[TASK MATERIAL]
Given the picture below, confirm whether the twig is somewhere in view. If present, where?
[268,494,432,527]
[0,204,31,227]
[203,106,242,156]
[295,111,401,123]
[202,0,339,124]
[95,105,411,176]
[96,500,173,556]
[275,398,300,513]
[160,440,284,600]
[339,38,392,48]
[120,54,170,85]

[GOAL OF THE EXERCISE]
Pick out each line of the material that contains the string "view", and copy those lines.

[REPLY TO THE EXERCISE]
Given the picture below, confirm whether the twig is somewhere in view. If present, where?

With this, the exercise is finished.